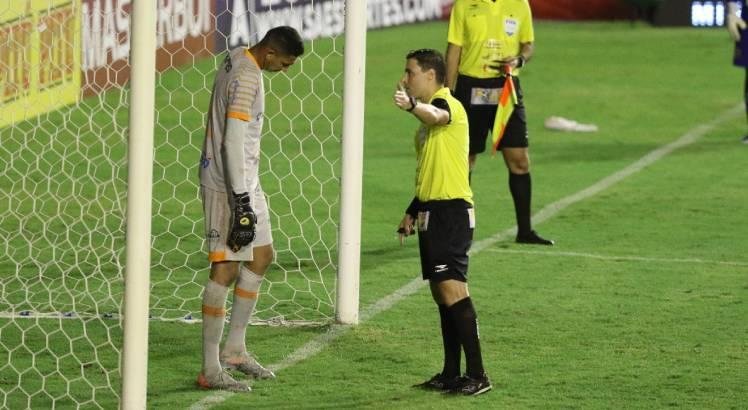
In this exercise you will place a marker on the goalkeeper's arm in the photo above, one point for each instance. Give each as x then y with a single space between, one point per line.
241 174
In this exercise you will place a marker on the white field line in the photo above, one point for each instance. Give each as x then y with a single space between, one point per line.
316 345
689 261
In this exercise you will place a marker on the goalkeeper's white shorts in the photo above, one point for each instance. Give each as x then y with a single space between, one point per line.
218 221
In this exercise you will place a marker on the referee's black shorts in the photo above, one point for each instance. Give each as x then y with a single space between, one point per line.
445 233
481 116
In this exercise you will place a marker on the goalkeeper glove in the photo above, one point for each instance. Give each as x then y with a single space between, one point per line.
243 223
734 23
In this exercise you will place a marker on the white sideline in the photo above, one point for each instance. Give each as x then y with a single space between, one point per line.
618 257
316 345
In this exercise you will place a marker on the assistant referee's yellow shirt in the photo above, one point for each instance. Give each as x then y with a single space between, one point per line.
442 151
489 30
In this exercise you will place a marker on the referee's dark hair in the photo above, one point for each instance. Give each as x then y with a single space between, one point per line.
285 40
429 59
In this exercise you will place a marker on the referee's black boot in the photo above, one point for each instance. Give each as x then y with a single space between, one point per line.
532 238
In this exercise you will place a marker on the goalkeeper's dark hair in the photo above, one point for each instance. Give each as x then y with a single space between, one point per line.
285 40
430 59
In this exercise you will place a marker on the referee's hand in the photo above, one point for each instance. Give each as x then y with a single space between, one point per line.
401 98
405 228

========================================================================

**Problem statement:**
Lay out every line of the records above as a numbered list, skipping any blank lines and leaving the picture out.

**Exercise output:**
1. In this exercise you will place a marker on the goalkeeper's arm in the photo above, one point for each instance. Give each as x then y with a single space between, one point per line.
2. 241 174
3. In this exercise you will place a marker on the white field line in the photo above, one point for each instance. Give each as x then y with a single space between, one point per line.
4. 316 345
5. 689 261
6. In this exercise you will place a marker on the goalkeeper's white shorts in the photo above, one point for each instance. Give each as x then y with a single space between, one point per line.
7. 218 221
8. In this exercise you will place a marker on the referee's black shorts in the photo above, one point for each instance. Give each as x then y with a single space between, one point per line.
9. 445 233
10. 481 116
11. In this exercise you will place a marker on the goalkeeper glove in the photo above, one point for each instance. Give each as x then y with a single space between, one point per line.
12. 243 223
13. 734 23
14. In this exercise you will place a marker on the white sideline in the photo above, one point for each instance. Give each as x then y with a single space between, one point per line.
15. 618 257
16. 316 345
17. In this exercise you will place a marker on the assistant referee's yellow shirt in the photo above, one point for each instance. Give each as x then y with a single space between, one point per line.
18. 442 151
19. 489 30
20. In this exercise you will place a marker on the referee's dark hair in the photo above, one point for each instance. Give each as x then y with a single space between, one point per line.
21. 285 40
22. 429 59
23. In this exercise you will place a marker on the referee's black boot in the photo above, one point for each instance. Give each as x then y with a single space between, one point per line.
24. 532 238
25. In this exercise you will place a marker on the goalkeeper's dark hair in the photo above, one point for each instance. Give each as x then y with a single space between, one point per line.
26. 285 40
27. 430 59
28. In this exercise you will place a marker on the referee's hand in the photo above, one point for each instance. Give each as x then y with a single space between, one point per line.
29. 401 98
30. 405 228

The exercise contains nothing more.